◆ **TAREFAS PROPOSTAS**:
1: Copie, sem alterações, o trecho do texto sobre psicodélicos que começa em "Em maio passado, a" e termina em "impactos dos psicodélicos.".
2: Segundo o texto sobre psicodélicos, em que hospital atua o psiquiatra Henrique Ribeiro?

[TEXTO DO EXERCÍCIO]

No entendimento de Figueiredo, “o cogumelo em si não basta para a persecução penal”. “Segundo a lei vigente, a ilicitude não está na venda do cogumelo em si, mas sim na possibilidade de ali serem identificadas as substâncias proibidas.”

Mas a Anvisa diz que a lei nº 11.343/2006 “proíbe em todo o território nacional, as drogas, bem como o plantio, a cultura, a colheita e a exploração de vegetais e substratos dos quais possam ser extraídas ou produzidas drogas”.

Em maio passado, a agência deu a primeira autorização para um estudo com psilocibina para pesquisadores do Laboratório de Avaliação e Desenvolvimento de Biomateriais do Nordeste (Certbio) e da Universidade Federal de Campina Grande (UFCG).

Cetamina no hospital

Henrique Ribeiro, psiquiatra que faz a ponte entre sua área e a de cuidados paliativos no Hospital das Clínicas de São Paulo, se considera um entusiasta das possibilidades dos alucinógenos, mas também “prudente e by the book [que segue regras]”.

Ele expressa reservas sobre a forma como esse uso pode eventualmente se disseminar no futuro e pede pesquisas com mais participantes para analisar os impactos dos psicodélicos.

“Acho que há um risco que a gente ainda não calcula. Principalmente em pacientes com doença avançada, que utilizam várias medicações. Há riscos de efeitos colaterais e piora de alguns sintomas.”

O psiquiatra defende que terapias do tipo tenham rigor na triagem de pacientes elegíveis, um esquema de preparação para que a pessoa se sinta segura durante a experiência e realização em ambiente hospitalar, com monitoramento.

“É imprescindível que mais pesquisas sejam desenvolvidas para que o conhecimento sobre o assunto seja aprofundado”, concorda a enfermeira Ana Garcia.

“Psicodélicos têm indicações específicas e não são indicadas para todos, além do fato de não serem uma solução mágica que resolverá todo e qualquer problema.”

[/TEXTO DO EXERCÍCIO]
[MATERIAL FORNECIDO]

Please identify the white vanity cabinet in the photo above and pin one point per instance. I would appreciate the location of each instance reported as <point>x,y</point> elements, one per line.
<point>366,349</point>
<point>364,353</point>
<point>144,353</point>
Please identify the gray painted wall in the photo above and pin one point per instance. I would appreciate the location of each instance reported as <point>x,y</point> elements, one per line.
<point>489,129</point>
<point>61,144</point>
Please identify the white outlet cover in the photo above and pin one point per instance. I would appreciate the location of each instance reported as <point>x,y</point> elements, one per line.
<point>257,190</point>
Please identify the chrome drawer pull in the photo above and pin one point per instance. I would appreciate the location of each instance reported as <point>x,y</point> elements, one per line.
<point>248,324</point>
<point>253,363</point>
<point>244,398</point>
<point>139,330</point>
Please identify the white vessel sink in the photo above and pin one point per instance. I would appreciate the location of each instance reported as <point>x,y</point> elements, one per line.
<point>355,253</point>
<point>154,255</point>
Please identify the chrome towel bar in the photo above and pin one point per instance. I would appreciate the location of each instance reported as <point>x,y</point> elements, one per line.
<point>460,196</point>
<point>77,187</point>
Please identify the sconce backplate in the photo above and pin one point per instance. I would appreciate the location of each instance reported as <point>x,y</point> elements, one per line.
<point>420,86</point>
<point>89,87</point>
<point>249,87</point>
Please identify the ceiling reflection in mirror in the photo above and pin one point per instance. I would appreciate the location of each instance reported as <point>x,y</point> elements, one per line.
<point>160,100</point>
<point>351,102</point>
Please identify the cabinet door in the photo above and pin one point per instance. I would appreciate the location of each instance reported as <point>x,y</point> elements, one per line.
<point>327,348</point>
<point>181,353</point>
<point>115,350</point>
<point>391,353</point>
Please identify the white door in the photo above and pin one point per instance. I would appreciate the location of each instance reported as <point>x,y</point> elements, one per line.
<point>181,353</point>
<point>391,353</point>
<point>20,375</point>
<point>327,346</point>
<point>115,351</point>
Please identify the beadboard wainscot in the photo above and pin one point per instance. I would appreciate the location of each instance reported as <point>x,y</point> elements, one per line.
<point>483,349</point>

[/MATERIAL FORNECIDO]

◆ **RESPOSTAS OBTIDAS**:
1:
Em maio passado, a agência deu a primeira autorização para um estudo com psilocibina para pesquisadores do Laboratório de Avaliação e Desenvolvimento de Biomateriais do Nordeste (Certbio) e da Universidade Federal de Campina Grande (UFCG).

Cetamina no hospital

Henrique Ribeiro, psiquiatra que faz a ponte entre sua área e a de cuidados paliativos no Hospital das Clínicas de São Paulo, se considera um entusiasta das possibilidades dos alucinógenos, mas também “prudente e by the book [que segue regras]”.

Ele expressa reservas sobre a forma como esse uso pode eventualmente se disseminar no futuro e pede pesquisas com mais participantes para analisar os impactos dos psicodélicos.

2: No Hospital das Clínicas de São Paulo.